#### [Task directions]
Express the lines from the start of the items through the line containing "[67,422,809,455]", inclusive, as a Markdown table with two columns, Row and Line, leaving out blank lines.

+++++

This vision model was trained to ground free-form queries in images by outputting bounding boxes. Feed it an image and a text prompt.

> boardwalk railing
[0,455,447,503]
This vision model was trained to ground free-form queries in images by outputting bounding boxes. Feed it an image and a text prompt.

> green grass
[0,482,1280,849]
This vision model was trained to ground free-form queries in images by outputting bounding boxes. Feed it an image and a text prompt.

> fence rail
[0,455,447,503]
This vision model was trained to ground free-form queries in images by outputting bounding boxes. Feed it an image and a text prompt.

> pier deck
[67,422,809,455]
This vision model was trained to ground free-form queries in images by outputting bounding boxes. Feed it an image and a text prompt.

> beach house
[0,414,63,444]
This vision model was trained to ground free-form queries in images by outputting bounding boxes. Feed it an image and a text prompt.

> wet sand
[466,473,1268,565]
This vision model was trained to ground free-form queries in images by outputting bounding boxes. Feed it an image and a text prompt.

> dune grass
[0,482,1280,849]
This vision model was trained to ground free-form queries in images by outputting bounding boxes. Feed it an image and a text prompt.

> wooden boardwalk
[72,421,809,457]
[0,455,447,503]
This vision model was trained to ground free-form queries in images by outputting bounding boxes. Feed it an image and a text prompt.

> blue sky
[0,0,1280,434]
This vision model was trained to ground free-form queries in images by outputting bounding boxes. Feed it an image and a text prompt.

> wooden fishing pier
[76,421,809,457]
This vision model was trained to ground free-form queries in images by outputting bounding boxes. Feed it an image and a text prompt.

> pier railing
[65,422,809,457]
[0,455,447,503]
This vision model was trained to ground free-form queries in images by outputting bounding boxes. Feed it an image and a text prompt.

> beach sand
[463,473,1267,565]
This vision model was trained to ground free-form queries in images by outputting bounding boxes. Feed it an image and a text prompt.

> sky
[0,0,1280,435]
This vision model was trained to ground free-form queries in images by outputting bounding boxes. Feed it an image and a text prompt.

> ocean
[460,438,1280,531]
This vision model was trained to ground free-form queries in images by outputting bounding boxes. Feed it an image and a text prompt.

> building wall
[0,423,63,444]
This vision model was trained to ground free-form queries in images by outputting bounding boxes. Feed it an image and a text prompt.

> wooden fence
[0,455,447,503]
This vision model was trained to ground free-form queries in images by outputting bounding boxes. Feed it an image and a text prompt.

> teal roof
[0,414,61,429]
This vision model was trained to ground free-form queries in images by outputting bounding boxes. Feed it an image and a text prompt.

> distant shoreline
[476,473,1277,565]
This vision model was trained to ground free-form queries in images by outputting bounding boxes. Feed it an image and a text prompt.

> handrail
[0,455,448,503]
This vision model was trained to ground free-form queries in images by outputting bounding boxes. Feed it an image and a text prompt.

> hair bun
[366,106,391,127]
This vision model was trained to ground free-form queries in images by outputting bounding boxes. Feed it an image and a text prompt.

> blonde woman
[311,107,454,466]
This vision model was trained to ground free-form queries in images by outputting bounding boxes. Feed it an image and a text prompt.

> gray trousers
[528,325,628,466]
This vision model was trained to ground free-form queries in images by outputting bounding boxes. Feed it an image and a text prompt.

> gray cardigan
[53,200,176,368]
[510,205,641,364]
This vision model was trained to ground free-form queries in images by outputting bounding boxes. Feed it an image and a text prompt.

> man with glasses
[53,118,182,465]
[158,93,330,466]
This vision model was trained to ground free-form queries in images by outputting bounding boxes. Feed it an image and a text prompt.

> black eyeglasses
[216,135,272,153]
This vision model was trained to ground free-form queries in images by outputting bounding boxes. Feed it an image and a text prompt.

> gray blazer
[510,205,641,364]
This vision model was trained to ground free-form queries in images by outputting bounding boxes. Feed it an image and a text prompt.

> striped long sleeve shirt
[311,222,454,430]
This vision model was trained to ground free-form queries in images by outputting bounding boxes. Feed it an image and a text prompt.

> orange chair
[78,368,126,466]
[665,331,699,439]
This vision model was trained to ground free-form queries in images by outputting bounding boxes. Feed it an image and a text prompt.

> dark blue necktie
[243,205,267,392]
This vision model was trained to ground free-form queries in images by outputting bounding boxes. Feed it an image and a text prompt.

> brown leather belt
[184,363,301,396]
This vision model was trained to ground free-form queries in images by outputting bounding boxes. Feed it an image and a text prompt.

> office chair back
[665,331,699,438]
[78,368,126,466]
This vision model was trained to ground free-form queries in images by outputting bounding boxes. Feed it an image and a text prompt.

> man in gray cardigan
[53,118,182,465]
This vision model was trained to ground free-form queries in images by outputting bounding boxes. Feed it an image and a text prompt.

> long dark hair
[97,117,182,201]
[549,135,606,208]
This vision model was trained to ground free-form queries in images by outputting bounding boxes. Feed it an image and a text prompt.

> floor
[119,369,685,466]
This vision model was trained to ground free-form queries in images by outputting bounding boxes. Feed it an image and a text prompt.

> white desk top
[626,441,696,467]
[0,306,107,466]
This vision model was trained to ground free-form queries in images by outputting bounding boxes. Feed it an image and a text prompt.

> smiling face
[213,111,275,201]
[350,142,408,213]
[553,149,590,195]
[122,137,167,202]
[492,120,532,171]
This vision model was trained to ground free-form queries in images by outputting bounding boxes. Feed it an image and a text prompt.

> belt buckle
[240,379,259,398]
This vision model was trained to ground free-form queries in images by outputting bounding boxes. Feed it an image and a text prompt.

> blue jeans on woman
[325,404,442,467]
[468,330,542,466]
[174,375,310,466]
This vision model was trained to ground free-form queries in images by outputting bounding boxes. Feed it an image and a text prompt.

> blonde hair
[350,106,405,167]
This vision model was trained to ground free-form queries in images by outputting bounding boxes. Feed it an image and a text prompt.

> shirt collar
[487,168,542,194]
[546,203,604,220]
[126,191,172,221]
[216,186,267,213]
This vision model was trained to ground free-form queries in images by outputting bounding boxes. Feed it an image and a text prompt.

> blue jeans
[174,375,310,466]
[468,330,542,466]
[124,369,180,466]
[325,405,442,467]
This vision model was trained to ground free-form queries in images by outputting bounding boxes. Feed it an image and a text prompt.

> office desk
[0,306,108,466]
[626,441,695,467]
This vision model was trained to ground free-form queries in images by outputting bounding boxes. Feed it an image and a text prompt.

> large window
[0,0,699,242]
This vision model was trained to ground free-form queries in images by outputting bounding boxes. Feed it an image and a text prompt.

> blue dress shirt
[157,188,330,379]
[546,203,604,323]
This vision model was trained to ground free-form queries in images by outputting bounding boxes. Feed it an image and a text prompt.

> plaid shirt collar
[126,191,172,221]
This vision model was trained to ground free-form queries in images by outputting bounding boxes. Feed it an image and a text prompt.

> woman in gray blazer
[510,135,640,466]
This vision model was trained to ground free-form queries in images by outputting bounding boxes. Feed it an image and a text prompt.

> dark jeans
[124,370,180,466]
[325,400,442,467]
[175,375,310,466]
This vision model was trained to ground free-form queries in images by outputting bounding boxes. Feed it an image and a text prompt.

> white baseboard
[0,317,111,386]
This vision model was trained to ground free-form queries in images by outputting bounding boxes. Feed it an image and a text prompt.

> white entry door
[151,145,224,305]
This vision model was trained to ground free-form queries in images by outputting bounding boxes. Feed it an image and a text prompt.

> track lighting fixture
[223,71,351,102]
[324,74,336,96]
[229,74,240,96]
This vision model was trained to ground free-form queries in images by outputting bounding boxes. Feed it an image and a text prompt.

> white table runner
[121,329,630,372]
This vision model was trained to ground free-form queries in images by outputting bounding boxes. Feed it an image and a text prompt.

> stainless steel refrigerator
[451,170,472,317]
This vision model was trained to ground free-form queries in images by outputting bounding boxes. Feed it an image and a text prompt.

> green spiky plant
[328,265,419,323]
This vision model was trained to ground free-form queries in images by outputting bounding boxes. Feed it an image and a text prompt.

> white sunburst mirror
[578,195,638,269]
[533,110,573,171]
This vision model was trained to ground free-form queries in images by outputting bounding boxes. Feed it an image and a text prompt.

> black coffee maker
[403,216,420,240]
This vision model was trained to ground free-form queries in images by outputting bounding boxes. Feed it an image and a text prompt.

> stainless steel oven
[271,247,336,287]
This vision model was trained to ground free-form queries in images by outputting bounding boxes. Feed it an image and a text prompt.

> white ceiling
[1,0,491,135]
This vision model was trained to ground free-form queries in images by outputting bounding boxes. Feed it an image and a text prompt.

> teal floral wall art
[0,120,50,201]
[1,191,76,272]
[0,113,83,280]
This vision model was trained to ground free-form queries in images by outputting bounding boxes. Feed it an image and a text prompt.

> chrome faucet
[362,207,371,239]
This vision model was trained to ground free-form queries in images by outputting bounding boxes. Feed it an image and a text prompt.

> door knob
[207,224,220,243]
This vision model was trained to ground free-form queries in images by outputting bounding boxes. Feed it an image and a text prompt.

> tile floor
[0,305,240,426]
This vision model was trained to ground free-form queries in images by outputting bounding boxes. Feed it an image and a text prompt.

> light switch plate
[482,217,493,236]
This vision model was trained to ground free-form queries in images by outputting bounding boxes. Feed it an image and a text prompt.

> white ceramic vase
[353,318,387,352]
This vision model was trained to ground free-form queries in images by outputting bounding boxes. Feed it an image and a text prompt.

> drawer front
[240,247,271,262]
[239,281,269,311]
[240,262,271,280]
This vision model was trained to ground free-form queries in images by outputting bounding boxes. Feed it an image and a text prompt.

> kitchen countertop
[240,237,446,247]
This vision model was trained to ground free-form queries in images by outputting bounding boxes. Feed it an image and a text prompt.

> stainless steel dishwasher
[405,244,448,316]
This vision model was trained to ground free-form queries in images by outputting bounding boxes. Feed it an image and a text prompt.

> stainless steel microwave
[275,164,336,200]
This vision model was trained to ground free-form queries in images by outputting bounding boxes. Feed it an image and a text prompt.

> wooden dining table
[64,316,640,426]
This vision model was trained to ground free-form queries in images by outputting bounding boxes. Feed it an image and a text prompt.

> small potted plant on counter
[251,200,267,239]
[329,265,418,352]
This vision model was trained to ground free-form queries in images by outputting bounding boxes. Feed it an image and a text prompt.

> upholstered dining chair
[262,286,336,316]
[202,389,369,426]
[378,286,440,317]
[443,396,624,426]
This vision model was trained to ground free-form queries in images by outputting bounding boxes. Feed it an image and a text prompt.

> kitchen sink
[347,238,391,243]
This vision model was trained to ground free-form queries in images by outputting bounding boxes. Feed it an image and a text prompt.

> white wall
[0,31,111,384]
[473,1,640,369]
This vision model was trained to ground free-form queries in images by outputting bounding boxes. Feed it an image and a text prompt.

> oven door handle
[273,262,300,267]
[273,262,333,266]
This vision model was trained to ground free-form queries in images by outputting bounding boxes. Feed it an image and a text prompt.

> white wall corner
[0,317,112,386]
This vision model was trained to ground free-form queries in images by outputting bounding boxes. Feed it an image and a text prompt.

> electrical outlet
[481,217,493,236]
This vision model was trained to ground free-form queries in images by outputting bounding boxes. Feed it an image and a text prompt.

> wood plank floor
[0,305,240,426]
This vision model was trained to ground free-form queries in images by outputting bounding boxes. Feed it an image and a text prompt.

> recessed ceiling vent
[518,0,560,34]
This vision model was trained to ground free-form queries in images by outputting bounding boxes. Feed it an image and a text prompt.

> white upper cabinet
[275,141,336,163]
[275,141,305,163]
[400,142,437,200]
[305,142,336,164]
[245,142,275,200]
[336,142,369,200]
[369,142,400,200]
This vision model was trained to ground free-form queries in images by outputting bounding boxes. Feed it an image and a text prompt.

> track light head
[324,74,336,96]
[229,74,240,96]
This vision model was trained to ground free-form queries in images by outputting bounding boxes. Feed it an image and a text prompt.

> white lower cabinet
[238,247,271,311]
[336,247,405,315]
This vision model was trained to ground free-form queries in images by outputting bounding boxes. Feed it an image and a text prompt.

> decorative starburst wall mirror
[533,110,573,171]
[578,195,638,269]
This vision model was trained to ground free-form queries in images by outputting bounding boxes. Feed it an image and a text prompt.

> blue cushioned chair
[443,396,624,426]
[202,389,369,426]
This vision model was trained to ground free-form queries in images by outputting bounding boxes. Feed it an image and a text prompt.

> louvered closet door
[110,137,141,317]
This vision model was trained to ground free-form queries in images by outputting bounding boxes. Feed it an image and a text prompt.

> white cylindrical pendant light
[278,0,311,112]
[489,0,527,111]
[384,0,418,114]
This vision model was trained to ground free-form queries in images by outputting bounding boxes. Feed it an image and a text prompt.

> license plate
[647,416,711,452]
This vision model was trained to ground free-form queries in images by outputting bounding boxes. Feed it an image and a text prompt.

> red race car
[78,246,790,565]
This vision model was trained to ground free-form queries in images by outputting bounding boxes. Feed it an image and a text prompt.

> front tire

+++++

#### [Correct output]
| Row | Line |
|---|---|
| 1 | This vision model was trained to ground free-form queries in images by outputting bounding boxes. Feed it an image and a text prompt. |
| 2 | > boardwalk railing |
| 3 | [0,455,447,503] |
| 4 | This vision model was trained to ground free-form queries in images by outputting bounding boxes. Feed it an image and a text prompt. |
| 5 | > green grass |
| 6 | [0,482,1280,849] |
| 7 | This vision model was trained to ground free-form queries in images by outputting bounding boxes. Feed it an image and a text prompt. |
| 8 | > fence rail |
| 9 | [0,455,447,503] |
| 10 | This vision model was trained to ground free-form queries in images by outputting bounding boxes. Feed it an image and a text prompt. |
| 11 | > pier deck |
| 12 | [67,422,809,455] |